**Set problem A:**
Using the album entry, explain in one to three sentences how the band Devoted Spirits is connected to Earth, Wind & Fire.
**Set problem B:**
Transcribe the album entry between "Devoted Spirits: A Tribute to Earth Wind and Fire is" and "on Thump Records.", inclusive.

**Supplied passage:**
════
Studio album by Devoted Spirits
- Released: Nov 2, 2004
- Genre: R&B
- Label: Thump Records

= Devoted Spirits: A Tribute to Earth Wind and Fire =

Devoted Spirits: A Tribute to Earth Wind and Fire is a tribute album to the R&B band Earth, Wind & Fire by the band Devoted Spirits which consists of former EWF members Larry Dunn, Sheldon Reynolds and Morris Pleasure.
The album was released in 2004 on Thump Records.
════
Entries from a pointing dataset
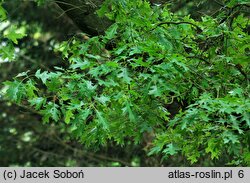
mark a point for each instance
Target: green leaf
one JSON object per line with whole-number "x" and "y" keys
{"x": 103, "y": 99}
{"x": 7, "y": 51}
{"x": 127, "y": 110}
{"x": 124, "y": 75}
{"x": 14, "y": 91}
{"x": 51, "y": 111}
{"x": 111, "y": 31}
{"x": 155, "y": 91}
{"x": 170, "y": 150}
{"x": 44, "y": 76}
{"x": 2, "y": 13}
{"x": 13, "y": 33}
{"x": 68, "y": 115}
{"x": 38, "y": 102}
{"x": 101, "y": 120}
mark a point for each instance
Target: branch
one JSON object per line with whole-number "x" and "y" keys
{"x": 178, "y": 23}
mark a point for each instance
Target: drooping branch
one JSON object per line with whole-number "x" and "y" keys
{"x": 83, "y": 14}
════
**Correct response A:**
Devoted Spirits is made up of former Earth, Wind & Fire members Larry Dunn, Sheldon Reynolds and Morris Pleasure. The band recorded a tribute album to Earth, Wind & Fire, released in 2004 on Thump Records.

**Correct response B:**
Devoted Spirits: A Tribute to Earth Wind and Fire is a tribute album to the R&B band Earth, Wind & Fire by the band Devoted Spirits which consists of former EWF members Larry Dunn, Sheldon Reynolds and Morris Pleasure.
The album was released in 2004 on Thump Records.